[Instructions to follow] Return the records exactly as they are.

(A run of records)
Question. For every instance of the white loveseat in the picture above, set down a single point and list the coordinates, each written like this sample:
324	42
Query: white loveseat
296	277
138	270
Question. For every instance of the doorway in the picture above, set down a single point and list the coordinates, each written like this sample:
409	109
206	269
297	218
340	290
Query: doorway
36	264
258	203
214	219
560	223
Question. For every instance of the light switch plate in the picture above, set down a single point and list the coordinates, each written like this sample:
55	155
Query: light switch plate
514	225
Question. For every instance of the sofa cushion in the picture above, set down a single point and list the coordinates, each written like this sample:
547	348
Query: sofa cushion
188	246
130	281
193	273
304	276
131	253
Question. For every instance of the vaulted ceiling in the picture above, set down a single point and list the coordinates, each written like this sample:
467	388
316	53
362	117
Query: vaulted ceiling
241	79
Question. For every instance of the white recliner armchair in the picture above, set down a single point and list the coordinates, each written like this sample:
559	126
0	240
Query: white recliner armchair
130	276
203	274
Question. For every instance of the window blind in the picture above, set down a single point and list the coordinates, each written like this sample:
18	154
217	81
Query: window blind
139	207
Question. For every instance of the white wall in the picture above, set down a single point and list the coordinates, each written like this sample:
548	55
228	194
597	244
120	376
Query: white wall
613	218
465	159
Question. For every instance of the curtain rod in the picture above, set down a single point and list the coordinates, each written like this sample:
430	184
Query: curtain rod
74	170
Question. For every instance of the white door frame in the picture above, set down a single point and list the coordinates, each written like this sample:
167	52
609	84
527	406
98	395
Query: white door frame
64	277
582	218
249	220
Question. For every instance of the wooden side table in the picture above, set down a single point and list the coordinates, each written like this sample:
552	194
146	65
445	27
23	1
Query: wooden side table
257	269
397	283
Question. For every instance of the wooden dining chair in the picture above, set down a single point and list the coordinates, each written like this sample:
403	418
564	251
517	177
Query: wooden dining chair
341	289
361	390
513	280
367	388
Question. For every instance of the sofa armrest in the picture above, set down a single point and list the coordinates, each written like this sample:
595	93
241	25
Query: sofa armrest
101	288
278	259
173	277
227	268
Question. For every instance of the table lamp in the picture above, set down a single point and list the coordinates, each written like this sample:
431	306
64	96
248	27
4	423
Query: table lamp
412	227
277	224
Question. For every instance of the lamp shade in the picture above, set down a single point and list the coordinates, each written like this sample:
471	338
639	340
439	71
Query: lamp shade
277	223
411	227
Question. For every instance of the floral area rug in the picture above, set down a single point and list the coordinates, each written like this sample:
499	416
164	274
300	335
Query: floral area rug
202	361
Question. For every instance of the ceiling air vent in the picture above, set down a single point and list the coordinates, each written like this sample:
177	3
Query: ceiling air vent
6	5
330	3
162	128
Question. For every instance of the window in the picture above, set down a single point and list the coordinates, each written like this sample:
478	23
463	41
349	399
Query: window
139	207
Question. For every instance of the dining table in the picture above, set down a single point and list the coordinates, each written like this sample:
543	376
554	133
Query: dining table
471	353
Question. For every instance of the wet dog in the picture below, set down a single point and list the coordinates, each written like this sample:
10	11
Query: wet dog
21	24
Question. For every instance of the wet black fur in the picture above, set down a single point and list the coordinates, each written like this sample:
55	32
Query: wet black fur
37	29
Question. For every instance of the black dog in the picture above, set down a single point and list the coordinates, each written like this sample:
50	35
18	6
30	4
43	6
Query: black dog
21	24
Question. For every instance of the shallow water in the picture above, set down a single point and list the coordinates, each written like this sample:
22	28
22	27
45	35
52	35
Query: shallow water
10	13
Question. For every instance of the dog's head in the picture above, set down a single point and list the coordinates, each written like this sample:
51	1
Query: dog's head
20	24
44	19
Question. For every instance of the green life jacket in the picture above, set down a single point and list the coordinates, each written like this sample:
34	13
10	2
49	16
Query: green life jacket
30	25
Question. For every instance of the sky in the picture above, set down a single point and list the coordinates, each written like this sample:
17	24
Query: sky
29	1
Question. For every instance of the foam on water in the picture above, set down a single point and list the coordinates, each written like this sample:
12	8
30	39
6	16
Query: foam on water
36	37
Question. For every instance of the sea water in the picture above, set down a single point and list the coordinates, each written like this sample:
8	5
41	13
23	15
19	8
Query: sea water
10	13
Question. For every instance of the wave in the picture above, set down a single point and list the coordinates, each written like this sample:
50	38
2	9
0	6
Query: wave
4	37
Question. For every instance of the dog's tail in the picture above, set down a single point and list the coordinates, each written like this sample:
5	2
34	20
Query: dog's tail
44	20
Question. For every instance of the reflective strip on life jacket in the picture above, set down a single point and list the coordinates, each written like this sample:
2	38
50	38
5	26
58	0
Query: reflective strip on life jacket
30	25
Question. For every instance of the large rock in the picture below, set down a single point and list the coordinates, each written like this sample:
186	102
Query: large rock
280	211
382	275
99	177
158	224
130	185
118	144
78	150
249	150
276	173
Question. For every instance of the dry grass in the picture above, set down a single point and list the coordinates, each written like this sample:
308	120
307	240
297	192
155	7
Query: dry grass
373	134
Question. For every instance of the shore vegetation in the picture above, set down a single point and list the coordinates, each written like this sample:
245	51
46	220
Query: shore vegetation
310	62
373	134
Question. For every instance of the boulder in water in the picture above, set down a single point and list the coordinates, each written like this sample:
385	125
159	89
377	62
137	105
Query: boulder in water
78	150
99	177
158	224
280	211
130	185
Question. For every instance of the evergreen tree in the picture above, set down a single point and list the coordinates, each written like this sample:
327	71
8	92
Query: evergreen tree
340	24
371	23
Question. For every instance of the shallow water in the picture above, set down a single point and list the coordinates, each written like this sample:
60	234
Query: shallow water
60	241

[Solution]
Question. For every instance of the white loveseat in the picture above, set down a single point and list the coordinates, each written like this sample:
324	42
Query: white loveseat
296	277
138	270
Question. For every instance of the doorway in the picture above, set down a single point and list the coordinates, each written like this sample:
409	109
206	269
297	218
340	290
Query: doorway
36	264
258	203
214	219
560	223
Question. For every instance of the light switch plate in the picture above, set down a single point and list the coordinates, each written like this sample:
55	155
Query: light switch plate
514	225
Question. For every instance of the sofa cushion in the picture above, set down a single point and list the coordinates, each written like this sample:
547	348
Query: sofa cushion
188	246
130	281
193	273
304	276
131	253
Question. For every instance of the vaulted ceiling in the picture above, set down a single point and list the coordinates, each written like this sample:
467	388
316	53
362	117
Query: vaulted ceiling
241	79
Question. For every instance of the white recliner armchair in the picture above, set down a single point and list the coordinates, each written like this sample:
559	126
0	240
Query: white recliner armchair
130	276
203	274
Question. For every instance of the window blind in the picture above, set down a single point and list the coordinates, each written like this sample:
18	154
217	81
Query: window blind
139	207
Question. For every instance of the white wall in the picture above, set down a single point and list the coordinates, each written like this sample:
548	55
228	194
597	244
120	376
Query: white wall
613	218
465	159
Question. For every instance of the curtain rod in the picture above, set down a single point and list the coordinates, each written like this sample:
430	184
Query: curtain rod
74	170
Question. For every instance of the white door frame in the picture above, set down a single point and list the coordinates, each written like this sample:
167	52
609	84
527	406
98	395
Query: white door frame
64	277
582	218
249	220
Question. For every instance of the wooden side table in the picture above, set down a single point and list the coordinates, each written like this sample:
552	194
146	65
445	27
23	1
Query: wooden side table
257	269
397	283
Question. For every instance of the wooden dining chair in the picture above, set down a single point and list the coordinates, each written like this sample:
403	418
564	251
517	177
Query: wooden dining chair
341	289
361	390
513	280
367	388
Question. For every instance of the sofa armrest in the picture above, set down a single point and list the coordinates, each written like this sample:
595	93
241	25
Query: sofa armrest
101	288
278	259
173	277
227	268
Question. For every instance of the table lamp in the picture above, set down a single point and list the coordinates, each written like this sample:
431	306
64	96
248	27
4	423
Query: table lamp
412	227
277	224
Question. For every instance of the lamp shade in the picture above, set down a single point and list the coordinates, each written like this sample:
471	338
639	340
439	71
Query: lamp shade
277	223
411	227
Question. For every instance of the floral area rug in the picture above, set down a single point and list the coordinates, each written like this sample:
499	416
164	274
300	335
Query: floral area rug
202	361
Question. For every instance of the ceiling air vent in the picture above, set down a single point and list the coordinates, each written like this sample:
177	3
Query: ceiling air vent
6	5
330	3
162	128
Question. For every instance of the window in the picture above, set down a single point and list the coordinates, each written like this sample:
478	23
463	41
349	399
Query: window
139	207
Question. For every instance of the dining table in the picture above, set down a single point and list the coordinates, each written like this sample:
543	376
554	133
Query: dining table
471	353
Question. For every instance of the wet dog in the picture below, set down a single point and list the coordinates, each written like this sample:
10	11
Query: wet dog
21	24
Question. For every instance of the wet black fur in the picture above, set down a single point and list the coordinates, each written like this sample:
55	32
Query: wet black fur
37	29
Question. For every instance of the black dog in the picture above, set down a single point and list the coordinates, each written like this sample:
50	35
18	6
30	4
43	6
Query: black dog
21	24
Question. For every instance of the shallow water in the picture above, set down a single point and list the coordinates, each written like this sample:
22	28
22	27
45	35
52	35
Query: shallow water
10	13
Question. For every instance of the dog's head in the picture above, set down a single point and list the coordinates, each written like this sample:
51	1
Query: dog's head
20	24
44	19
Question. For every instance of the green life jacket in the picture above, set down a single point and list the coordinates, each written like this sample:
34	13
10	2
49	16
Query: green life jacket
30	25
Question. For every instance of the sky in the picture above, set down a single point and list the coordinates, each written like this sample:
17	24
Query: sky
29	1
Question. For every instance of the foam on water in the picture above, set down a single point and list the coordinates, each written like this sample:
12	8
30	39
6	16
Query: foam on water
36	37
Question. For every instance of the sea water in the picture above, set down a single point and list the coordinates, each written like this sample:
8	5
41	13
23	15
19	8
Query: sea water
10	13
Question. For every instance of the wave in the picture above, set down a single point and list the coordinates, each written like this sample:
50	38
2	9
0	6
Query: wave
4	37
Question. For every instance of the dog's tail in the picture above, set down a single point and list the coordinates, each written like this sample:
5	2
34	20
Query: dog's tail
44	20
Question. For every instance of the reflective strip on life jacket in the picture above, set down a single point and list the coordinates, each written like this sample:
2	38
50	38
5	26
58	0
Query: reflective strip on life jacket
30	25
Question. For every instance of the large rock in the picture below, set down a single point and list the coordinates, each written like this sample:
186	102
Query: large rock
280	211
382	275
99	177
158	224
130	185
118	144
78	150
249	150
276	173
Question. For every instance of the dry grass in the picture above, set down a single point and list the coordinates, each written like this sample:
308	120
307	240
297	192
155	7
Query: dry grass
373	134
Question. For every instance of the shore vegetation in the picture above, set down a single point and list the coordinates, each written like this sample:
245	51
46	220
Query: shore vegetation
310	62
373	134
Question. For every instance of the boulder in water in the picture above, set down a single point and list the coordinates, each written like this sample:
385	125
159	89
377	62
137	105
Query: boulder in water
78	150
99	177
158	224
280	211
130	185
Question. For every instance of the evergreen tree in the picture above, set down a single point and list the coordinates, each written like this sample:
327	71
8	92
Query: evergreen tree
340	24
371	23
Question. For every instance of the shallow water in the picture above, set down a single point and list the coordinates, each written like this sample:
60	234
Query: shallow water
60	241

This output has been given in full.